# ЗАПРОС 1
Где, согласно отрывку о Богдане Кнунянце, проходило второе заседание Совета?

# ИСХОДНЫЙ ОТРЫВОК
В своих записках о первом Совете рабочих депутатов Богдан не называет фамилий, хотя имена членов Исполнительного комитета и рядовых депутатов были уже хорошо известны тем, кто вел длящееся около года судебное разбирательство. Ничего не пишет он о встрече с Миха Цхакая, ненадолго приезжавшим в Петербург и введенным в Совет от рабочих Закавказья. Отсутствуют также упоминания о встрече с Виктором Никодимовичем Пилипенко в стенах Технологического института, где происходило второе заседание Совета. Не сообщается и о том, что одним из «диктаторов», руководивших грандиозной демонстрацией 18 октября, был двадцатидевятилетний инженер Николай Саркисянц, он же Петров, а другим — председатель Совета, двадцатисемилетний кандидат юридических наук Георгий Степанович Хрусталев-Носарь.
По окончании расследования обвиняемый Саркисянц якобы признался, что его настоящее имя Богдан Кнунянц, а почти через год после ареста заявил, что никаких показаний на дознании не давал, таковой фамилии не называл и совершенно не понимает, какими данными руководствовались жандармы, признав в нем Кнунянца.
По делу проходил еще один Петров, Алексей, одногодок Богдана, «владелец трех револьверов». Если добавить к этому, что двадцатисемилетний Кнунянц на всякий случай прибавил себе два года и на процессе фигурировал как «шушинский мещанин, 29 лет», то станет ясно, какой бег с препятствиями представляли собой для суда конспиративные игры.
Отсутствие имен, некоторая отстраненность повествователя от описываемых событий, ссылки на передовые статьи «Известий», им самим написанные, как на коллективное мнение Совета, что само по себе подразумевает отказ от авторства, придает фигуре Богдана таинственную незавершенность и неопределенность. Будто лицо его потерялось, делокализовалось, деперсонифицировалось, слилось с лицом многоликой толпы демонстрантов. Словно член Исполнительного комитета инженер Саркисянц, он же Петров, Радин, Русов, Богдан, Рубен, всякий раз существовал в новой резонансной форме, в новом лице, новом качестве, перевоплощаясь то в одного, то в другого подсудимого, проходящего по делу Совета рабочих депутатов.
Выдержки из передовой статьи второго номера «Известий», написанной Богданом Кнунянцем, цитировались в обвинительном акте для доказательства призыва Совета к вооружению. «Когда народ возьмет в руки ружье, — писал Богдан, — он на кроваво-красных стенах Зимнего дворца напишет концом штыка свой великий указ. Это будет указ смерти царскому правительству и указ свободной республиканской жизни для народа».

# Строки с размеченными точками
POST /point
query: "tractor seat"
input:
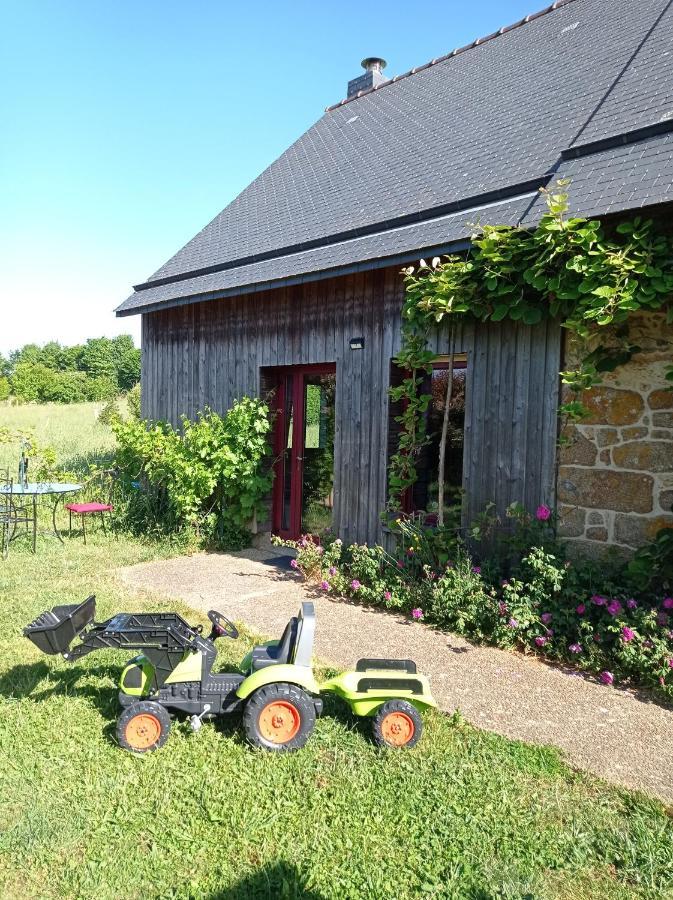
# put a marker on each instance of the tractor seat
(282, 652)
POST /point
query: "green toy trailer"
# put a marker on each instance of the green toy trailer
(275, 690)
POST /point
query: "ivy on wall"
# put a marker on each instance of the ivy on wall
(573, 270)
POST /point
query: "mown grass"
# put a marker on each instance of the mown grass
(465, 814)
(72, 430)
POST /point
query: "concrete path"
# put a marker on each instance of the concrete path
(616, 734)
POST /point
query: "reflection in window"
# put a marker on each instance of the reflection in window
(423, 496)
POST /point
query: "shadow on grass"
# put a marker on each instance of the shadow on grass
(23, 681)
(277, 881)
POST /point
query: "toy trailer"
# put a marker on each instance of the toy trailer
(275, 689)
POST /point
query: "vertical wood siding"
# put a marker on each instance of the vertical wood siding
(210, 354)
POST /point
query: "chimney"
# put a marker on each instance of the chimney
(373, 76)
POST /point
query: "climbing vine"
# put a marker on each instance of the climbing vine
(571, 269)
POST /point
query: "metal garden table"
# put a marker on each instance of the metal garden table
(37, 489)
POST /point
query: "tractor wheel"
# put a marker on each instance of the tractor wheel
(397, 724)
(279, 717)
(143, 726)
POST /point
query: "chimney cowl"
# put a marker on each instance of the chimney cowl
(373, 76)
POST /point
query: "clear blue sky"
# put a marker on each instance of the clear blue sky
(126, 126)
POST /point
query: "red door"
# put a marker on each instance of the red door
(304, 450)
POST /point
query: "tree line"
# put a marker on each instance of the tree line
(100, 369)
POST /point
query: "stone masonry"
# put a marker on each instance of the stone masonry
(615, 477)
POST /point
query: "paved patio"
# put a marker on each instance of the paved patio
(619, 735)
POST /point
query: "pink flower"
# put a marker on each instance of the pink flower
(614, 607)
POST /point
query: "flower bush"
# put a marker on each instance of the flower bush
(542, 603)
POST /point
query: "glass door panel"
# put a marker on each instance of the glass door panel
(317, 496)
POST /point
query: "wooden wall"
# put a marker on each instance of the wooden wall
(208, 354)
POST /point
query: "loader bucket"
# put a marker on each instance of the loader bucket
(54, 630)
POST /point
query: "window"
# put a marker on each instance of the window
(423, 495)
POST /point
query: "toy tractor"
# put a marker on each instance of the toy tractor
(275, 690)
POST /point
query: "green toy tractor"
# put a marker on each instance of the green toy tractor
(275, 690)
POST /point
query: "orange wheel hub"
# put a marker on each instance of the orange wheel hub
(397, 729)
(143, 731)
(279, 722)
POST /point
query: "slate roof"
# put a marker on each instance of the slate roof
(583, 90)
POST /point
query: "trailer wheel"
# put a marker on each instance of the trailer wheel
(143, 727)
(279, 717)
(397, 724)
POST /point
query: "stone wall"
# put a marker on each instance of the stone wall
(615, 478)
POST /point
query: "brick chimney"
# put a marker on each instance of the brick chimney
(373, 76)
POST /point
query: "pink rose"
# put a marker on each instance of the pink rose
(614, 607)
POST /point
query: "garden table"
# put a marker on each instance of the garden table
(37, 489)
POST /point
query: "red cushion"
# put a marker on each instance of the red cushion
(82, 508)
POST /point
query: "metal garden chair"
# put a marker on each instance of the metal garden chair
(101, 485)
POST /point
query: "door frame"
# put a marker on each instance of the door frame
(280, 375)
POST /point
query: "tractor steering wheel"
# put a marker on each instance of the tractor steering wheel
(222, 627)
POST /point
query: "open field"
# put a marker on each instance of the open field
(465, 814)
(73, 430)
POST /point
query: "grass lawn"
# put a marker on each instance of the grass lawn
(73, 430)
(465, 814)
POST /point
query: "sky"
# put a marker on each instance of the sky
(125, 127)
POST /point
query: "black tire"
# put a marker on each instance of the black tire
(143, 735)
(397, 725)
(295, 717)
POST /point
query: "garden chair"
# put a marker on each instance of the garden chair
(100, 485)
(7, 515)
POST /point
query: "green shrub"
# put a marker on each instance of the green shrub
(209, 477)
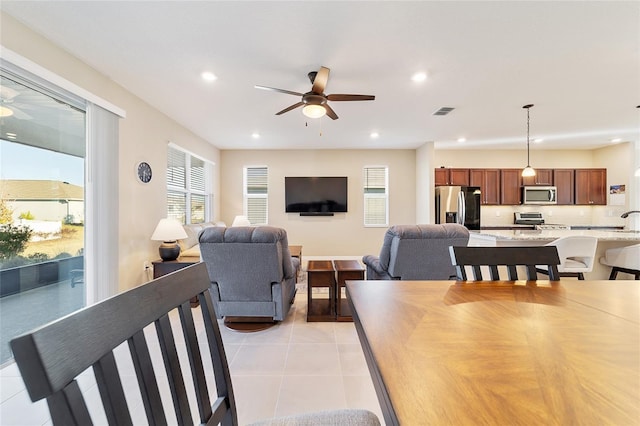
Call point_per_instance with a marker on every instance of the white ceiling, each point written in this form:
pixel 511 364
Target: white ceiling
pixel 577 62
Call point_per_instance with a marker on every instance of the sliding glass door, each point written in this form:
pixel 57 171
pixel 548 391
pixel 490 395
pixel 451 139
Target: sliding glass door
pixel 42 207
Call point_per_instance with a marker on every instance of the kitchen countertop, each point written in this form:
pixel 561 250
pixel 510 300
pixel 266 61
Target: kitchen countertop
pixel 552 234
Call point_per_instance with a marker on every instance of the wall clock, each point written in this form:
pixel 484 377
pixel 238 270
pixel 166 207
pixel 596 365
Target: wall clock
pixel 144 172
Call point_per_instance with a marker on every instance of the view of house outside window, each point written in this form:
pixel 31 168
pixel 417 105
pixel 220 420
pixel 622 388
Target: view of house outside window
pixel 42 208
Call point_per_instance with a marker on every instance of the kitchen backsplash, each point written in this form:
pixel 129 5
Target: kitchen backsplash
pixel 564 215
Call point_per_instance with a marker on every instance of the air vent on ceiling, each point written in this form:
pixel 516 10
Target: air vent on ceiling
pixel 443 111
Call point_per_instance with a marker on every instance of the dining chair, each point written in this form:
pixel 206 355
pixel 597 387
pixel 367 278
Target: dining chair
pixel 577 254
pixel 509 257
pixel 119 336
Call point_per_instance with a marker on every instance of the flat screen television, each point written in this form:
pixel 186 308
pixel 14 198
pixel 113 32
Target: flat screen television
pixel 315 195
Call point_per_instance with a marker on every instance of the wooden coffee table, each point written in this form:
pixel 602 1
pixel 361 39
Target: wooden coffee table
pixel 320 273
pixel 345 270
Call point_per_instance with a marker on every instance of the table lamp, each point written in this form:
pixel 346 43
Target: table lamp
pixel 169 231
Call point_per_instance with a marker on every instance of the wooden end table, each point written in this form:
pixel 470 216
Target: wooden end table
pixel 345 270
pixel 296 251
pixel 320 273
pixel 164 267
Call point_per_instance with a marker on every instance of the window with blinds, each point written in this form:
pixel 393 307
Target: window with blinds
pixel 376 196
pixel 188 187
pixel 256 194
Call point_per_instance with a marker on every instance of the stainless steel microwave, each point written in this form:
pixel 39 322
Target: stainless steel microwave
pixel 539 195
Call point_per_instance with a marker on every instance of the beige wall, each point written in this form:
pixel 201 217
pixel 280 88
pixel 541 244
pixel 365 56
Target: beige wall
pixel 144 135
pixel 342 234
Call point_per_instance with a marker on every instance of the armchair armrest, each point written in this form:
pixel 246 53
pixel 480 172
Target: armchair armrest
pixel 374 269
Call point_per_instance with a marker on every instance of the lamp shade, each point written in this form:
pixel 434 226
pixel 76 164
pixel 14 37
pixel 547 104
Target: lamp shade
pixel 168 230
pixel 241 221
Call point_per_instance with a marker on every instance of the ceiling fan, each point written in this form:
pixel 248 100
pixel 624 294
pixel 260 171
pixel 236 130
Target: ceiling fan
pixel 315 101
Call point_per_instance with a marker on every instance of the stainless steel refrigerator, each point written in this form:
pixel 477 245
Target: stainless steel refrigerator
pixel 458 204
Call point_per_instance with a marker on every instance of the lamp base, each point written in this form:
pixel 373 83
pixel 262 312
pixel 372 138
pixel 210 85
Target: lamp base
pixel 169 250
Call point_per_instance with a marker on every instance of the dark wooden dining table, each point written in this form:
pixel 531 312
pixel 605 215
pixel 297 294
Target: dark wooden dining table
pixel 502 353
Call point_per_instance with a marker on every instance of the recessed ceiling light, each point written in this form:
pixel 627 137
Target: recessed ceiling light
pixel 209 76
pixel 419 76
pixel 5 112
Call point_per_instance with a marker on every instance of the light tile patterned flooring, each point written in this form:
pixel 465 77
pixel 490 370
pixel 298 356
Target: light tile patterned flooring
pixel 291 368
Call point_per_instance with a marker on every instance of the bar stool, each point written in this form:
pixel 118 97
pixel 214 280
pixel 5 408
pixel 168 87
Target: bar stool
pixel 623 259
pixel 577 254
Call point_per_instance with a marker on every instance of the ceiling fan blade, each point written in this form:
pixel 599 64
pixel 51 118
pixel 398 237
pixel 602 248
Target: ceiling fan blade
pixel 289 108
pixel 330 112
pixel 351 97
pixel 273 89
pixel 320 82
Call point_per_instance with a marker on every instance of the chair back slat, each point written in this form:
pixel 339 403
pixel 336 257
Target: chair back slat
pixel 509 257
pixel 146 376
pixel 111 391
pixel 50 358
pixel 174 372
pixel 224 409
pixel 195 358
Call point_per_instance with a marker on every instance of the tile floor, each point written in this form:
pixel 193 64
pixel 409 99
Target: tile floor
pixel 292 368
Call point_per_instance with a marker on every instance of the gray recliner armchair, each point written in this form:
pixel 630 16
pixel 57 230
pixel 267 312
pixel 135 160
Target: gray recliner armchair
pixel 416 252
pixel 251 270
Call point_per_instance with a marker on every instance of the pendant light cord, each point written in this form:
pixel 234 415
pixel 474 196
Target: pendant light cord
pixel 528 162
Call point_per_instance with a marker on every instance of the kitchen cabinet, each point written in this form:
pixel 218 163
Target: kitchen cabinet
pixel 542 177
pixel 563 179
pixel 489 182
pixel 591 186
pixel 444 176
pixel 511 186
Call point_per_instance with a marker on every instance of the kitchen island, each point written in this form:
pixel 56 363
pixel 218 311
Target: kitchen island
pixel 531 237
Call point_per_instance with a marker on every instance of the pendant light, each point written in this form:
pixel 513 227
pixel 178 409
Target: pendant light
pixel 528 171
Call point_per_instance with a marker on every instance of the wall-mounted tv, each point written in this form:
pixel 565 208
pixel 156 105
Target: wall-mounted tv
pixel 315 195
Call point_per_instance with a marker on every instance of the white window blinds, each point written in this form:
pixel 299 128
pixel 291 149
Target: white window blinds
pixel 188 193
pixel 256 193
pixel 376 198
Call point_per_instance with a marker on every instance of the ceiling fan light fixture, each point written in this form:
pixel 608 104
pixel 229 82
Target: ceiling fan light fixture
pixel 314 111
pixel 5 112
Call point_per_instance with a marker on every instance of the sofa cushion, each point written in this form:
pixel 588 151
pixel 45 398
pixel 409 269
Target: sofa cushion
pixel 192 231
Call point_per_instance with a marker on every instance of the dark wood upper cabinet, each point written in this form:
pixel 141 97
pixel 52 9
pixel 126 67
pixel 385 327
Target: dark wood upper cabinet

# ЗАПРОС 2
В строках данных выдели участок от строки, содержащей «of the tile», до строки, содержащей «pixel 292 368», включительно. Преврати его в JSON-список строк, по одной на каждую строку, без пустых.

# ГОТОВЫЙ ОТВЕТ 1
В стенах Технологического института.

# ГОТОВЫЙ ОТВЕТ 2
[
  "Call point_per_instance with a marker on every instance of the tile floor, each point written in this form:",
  "pixel 193 64",
  "pixel 409 99",
  "Target: tile floor",
  "pixel 292 368"
]